╭─ Provided information

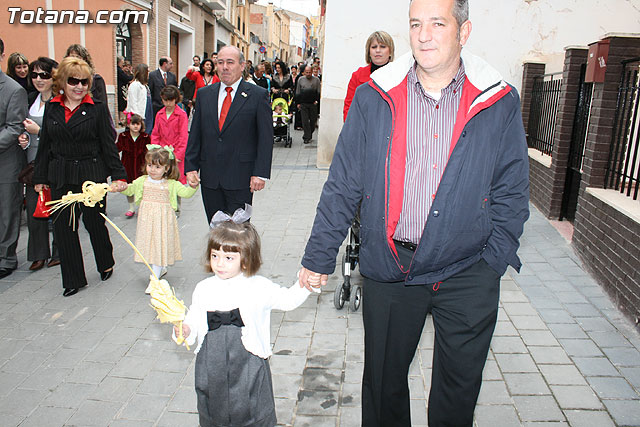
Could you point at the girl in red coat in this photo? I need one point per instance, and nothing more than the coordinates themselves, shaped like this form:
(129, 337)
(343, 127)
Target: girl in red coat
(171, 127)
(133, 145)
(378, 53)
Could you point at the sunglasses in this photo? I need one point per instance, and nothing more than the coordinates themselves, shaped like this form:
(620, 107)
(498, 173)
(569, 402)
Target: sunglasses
(72, 81)
(43, 76)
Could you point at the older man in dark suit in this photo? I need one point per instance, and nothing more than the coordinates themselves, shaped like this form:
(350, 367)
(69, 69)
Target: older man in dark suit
(231, 138)
(158, 79)
(13, 110)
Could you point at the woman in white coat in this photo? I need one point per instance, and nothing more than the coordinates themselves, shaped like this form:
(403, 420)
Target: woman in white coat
(139, 97)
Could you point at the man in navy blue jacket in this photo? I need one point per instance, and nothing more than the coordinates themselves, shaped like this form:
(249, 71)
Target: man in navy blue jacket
(434, 150)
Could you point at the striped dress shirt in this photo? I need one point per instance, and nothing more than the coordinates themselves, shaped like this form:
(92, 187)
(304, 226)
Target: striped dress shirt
(429, 130)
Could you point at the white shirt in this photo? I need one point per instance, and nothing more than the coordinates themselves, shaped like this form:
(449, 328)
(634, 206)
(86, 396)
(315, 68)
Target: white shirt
(223, 94)
(137, 98)
(254, 296)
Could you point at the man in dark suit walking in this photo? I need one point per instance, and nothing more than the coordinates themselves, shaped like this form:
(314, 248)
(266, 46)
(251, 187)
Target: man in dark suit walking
(13, 111)
(158, 79)
(231, 138)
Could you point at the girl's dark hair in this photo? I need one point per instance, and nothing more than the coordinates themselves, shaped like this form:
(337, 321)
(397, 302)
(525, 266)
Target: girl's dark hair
(231, 237)
(160, 156)
(141, 73)
(82, 52)
(137, 118)
(169, 93)
(213, 66)
(15, 59)
(283, 67)
(45, 64)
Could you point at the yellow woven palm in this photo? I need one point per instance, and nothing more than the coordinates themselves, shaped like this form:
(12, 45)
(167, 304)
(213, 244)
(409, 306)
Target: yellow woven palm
(163, 299)
(169, 308)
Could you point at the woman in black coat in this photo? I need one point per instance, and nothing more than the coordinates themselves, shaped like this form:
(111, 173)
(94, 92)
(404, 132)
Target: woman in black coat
(76, 145)
(281, 82)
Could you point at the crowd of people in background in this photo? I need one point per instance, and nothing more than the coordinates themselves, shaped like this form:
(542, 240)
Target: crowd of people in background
(153, 106)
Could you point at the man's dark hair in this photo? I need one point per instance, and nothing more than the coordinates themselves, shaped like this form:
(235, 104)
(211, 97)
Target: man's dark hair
(460, 11)
(45, 64)
(170, 92)
(213, 66)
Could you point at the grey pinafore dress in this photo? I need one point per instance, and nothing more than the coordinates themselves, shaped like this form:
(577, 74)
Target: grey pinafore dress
(233, 386)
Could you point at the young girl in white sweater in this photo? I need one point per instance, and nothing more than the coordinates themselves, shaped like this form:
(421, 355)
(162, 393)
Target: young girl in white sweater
(230, 318)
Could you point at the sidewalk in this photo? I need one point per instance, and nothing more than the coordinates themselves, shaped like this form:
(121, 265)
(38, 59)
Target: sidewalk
(562, 354)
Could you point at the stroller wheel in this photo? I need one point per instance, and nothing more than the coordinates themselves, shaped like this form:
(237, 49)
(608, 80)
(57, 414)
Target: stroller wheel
(338, 294)
(356, 298)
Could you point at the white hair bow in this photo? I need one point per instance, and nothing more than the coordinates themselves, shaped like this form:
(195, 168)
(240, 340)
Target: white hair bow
(239, 216)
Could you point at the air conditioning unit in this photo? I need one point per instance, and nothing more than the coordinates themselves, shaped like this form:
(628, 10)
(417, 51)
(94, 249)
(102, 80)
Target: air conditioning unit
(217, 4)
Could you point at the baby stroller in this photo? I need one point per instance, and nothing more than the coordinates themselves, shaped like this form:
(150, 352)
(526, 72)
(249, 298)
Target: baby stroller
(345, 292)
(281, 122)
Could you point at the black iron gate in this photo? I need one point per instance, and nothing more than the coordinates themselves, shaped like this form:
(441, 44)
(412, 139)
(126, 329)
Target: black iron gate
(576, 149)
(544, 108)
(623, 169)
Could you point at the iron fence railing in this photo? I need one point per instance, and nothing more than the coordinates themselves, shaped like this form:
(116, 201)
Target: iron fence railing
(623, 169)
(544, 108)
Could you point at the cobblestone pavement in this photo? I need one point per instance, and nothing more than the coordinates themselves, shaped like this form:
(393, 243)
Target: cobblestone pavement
(562, 353)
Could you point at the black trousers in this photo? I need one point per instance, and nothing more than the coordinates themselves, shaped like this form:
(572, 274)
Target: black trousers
(220, 199)
(65, 233)
(10, 210)
(464, 310)
(309, 118)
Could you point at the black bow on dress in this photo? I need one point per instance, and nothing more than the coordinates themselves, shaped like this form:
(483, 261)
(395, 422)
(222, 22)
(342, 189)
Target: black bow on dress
(215, 319)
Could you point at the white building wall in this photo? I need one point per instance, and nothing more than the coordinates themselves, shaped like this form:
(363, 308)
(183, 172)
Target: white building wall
(505, 32)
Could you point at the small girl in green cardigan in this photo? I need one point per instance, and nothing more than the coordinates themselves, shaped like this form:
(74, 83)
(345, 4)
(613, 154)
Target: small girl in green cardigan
(157, 193)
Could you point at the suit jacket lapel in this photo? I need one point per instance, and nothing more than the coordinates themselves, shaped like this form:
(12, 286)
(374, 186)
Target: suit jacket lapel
(57, 119)
(238, 101)
(214, 105)
(79, 117)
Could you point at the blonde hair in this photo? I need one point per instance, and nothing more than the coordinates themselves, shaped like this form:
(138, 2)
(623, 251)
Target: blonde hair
(160, 157)
(71, 67)
(382, 38)
(242, 238)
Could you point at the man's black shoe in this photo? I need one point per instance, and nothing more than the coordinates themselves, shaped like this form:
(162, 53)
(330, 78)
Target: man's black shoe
(4, 272)
(69, 292)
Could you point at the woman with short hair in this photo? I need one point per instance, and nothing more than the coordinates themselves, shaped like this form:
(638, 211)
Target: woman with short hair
(41, 78)
(76, 145)
(378, 52)
(139, 96)
(18, 70)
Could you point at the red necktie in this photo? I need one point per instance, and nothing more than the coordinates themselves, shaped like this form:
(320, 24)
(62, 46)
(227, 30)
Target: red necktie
(226, 104)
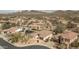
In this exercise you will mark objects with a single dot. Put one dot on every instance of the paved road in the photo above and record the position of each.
(6, 45)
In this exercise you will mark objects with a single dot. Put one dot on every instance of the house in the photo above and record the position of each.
(44, 35)
(11, 30)
(68, 37)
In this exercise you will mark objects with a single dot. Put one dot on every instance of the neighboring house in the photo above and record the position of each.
(44, 35)
(11, 30)
(68, 37)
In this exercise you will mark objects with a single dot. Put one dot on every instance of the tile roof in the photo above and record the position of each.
(69, 35)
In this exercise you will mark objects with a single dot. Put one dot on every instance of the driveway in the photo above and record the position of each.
(6, 45)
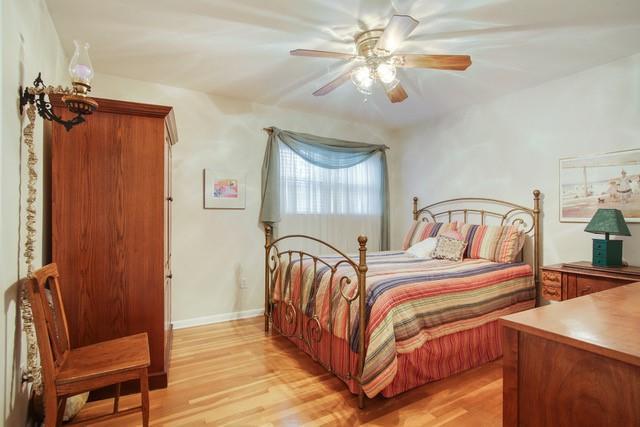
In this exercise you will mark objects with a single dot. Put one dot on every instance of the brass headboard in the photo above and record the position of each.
(480, 208)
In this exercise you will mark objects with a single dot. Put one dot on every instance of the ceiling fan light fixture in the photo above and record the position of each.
(386, 72)
(363, 79)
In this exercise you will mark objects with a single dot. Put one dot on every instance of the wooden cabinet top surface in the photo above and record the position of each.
(607, 323)
(586, 268)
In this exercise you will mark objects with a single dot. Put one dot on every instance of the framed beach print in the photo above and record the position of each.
(610, 180)
(223, 190)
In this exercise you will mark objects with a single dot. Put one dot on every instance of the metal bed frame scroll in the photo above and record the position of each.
(292, 323)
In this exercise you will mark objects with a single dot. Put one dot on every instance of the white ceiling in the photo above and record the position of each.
(240, 48)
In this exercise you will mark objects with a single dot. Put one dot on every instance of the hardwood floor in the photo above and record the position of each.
(232, 374)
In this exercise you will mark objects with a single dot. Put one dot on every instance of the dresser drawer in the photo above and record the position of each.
(588, 285)
(551, 285)
(551, 293)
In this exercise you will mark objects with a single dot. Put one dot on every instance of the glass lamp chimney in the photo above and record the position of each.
(80, 68)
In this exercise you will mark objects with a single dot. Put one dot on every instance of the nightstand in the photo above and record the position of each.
(570, 280)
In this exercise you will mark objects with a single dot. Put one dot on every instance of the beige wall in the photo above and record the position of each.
(212, 249)
(509, 146)
(29, 44)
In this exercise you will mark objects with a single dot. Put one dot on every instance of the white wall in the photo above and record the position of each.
(509, 146)
(29, 44)
(212, 248)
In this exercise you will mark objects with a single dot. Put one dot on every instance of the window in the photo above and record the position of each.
(307, 189)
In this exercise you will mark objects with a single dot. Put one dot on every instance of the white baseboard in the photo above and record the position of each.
(217, 318)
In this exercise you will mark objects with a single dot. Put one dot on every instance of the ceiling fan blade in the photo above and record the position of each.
(438, 62)
(321, 54)
(396, 93)
(333, 84)
(398, 29)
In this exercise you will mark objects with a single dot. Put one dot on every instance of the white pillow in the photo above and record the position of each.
(424, 249)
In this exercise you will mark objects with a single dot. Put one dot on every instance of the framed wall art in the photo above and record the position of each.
(223, 190)
(610, 180)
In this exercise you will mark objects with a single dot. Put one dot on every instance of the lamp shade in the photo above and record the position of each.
(608, 221)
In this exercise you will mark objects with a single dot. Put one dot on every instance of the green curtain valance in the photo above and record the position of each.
(323, 152)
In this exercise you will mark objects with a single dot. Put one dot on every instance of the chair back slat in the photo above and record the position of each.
(47, 302)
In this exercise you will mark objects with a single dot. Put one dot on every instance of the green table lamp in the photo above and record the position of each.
(607, 253)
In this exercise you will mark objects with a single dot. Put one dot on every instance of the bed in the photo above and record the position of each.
(413, 320)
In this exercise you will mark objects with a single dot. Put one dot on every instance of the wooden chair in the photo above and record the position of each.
(66, 371)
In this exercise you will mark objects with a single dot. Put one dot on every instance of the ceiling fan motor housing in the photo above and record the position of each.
(366, 44)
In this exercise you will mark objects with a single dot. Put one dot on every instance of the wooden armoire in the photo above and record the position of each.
(110, 215)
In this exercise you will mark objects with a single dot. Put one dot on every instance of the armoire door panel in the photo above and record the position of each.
(109, 224)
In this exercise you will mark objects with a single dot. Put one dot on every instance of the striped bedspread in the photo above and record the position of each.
(409, 301)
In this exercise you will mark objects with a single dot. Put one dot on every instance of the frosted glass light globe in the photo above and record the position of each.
(386, 72)
(362, 79)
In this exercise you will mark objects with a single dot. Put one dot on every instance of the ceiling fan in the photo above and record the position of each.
(376, 61)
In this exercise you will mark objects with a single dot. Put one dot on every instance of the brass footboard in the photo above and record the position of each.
(294, 320)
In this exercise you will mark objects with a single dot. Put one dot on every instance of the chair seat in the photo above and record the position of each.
(105, 358)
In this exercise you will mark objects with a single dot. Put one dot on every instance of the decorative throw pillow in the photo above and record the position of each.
(422, 229)
(423, 249)
(449, 248)
(498, 243)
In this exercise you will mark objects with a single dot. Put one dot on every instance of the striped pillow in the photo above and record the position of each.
(499, 243)
(420, 230)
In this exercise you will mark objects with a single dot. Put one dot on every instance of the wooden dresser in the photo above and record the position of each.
(110, 225)
(565, 281)
(575, 363)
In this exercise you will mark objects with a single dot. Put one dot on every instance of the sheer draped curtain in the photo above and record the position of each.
(325, 188)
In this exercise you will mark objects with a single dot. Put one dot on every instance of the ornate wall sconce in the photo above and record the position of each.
(36, 99)
(75, 98)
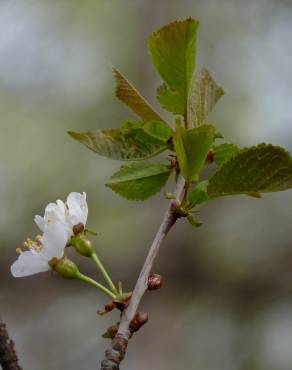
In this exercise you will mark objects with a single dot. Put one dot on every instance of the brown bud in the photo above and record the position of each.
(210, 156)
(78, 229)
(154, 282)
(123, 303)
(138, 321)
(112, 331)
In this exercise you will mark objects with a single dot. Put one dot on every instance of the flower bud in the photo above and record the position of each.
(154, 282)
(138, 321)
(78, 229)
(82, 245)
(65, 267)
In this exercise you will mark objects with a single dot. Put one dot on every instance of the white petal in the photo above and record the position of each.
(78, 209)
(29, 263)
(54, 240)
(40, 222)
(55, 212)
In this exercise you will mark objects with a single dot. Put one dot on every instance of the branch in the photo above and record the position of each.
(8, 357)
(117, 350)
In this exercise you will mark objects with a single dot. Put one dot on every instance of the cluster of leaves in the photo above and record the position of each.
(190, 96)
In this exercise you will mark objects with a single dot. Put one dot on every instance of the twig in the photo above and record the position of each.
(8, 357)
(117, 350)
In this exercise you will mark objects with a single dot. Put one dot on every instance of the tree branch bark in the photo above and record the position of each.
(117, 350)
(8, 357)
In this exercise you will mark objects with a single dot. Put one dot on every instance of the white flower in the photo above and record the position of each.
(70, 214)
(36, 258)
(57, 227)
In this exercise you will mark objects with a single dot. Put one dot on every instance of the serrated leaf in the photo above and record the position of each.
(121, 144)
(224, 152)
(199, 194)
(192, 147)
(158, 130)
(259, 169)
(203, 95)
(173, 51)
(139, 181)
(128, 94)
(171, 100)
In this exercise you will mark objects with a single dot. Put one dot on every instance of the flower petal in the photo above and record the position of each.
(55, 212)
(78, 209)
(29, 263)
(40, 221)
(54, 240)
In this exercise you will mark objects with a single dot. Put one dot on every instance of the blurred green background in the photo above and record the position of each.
(227, 299)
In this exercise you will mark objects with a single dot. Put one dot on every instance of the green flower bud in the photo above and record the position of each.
(65, 267)
(82, 245)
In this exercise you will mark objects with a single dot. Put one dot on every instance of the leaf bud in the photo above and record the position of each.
(82, 245)
(65, 267)
(210, 156)
(138, 321)
(155, 282)
(111, 332)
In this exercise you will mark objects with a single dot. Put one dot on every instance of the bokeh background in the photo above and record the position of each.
(227, 299)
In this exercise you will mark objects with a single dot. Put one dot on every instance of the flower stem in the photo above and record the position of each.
(97, 285)
(104, 273)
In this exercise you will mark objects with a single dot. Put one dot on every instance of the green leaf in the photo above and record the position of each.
(192, 147)
(259, 169)
(139, 181)
(121, 144)
(173, 51)
(193, 221)
(158, 130)
(204, 94)
(224, 152)
(199, 194)
(127, 93)
(171, 100)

╰─

Reproduce the items above verbatim, from the line containing "the flower stem" through the last line of the items, with both ends included.

In this exercise you will mark objects with a single dot. Put one dot on every instance of the flower stem in the photo above and record the position of each.
(97, 285)
(104, 273)
In this exercise you will mark objects with a single dot. Put one dot on every instance of the green leaf in the photo above and record the position of each.
(192, 147)
(259, 169)
(139, 181)
(121, 144)
(173, 51)
(193, 221)
(158, 130)
(204, 94)
(224, 152)
(199, 194)
(127, 93)
(171, 100)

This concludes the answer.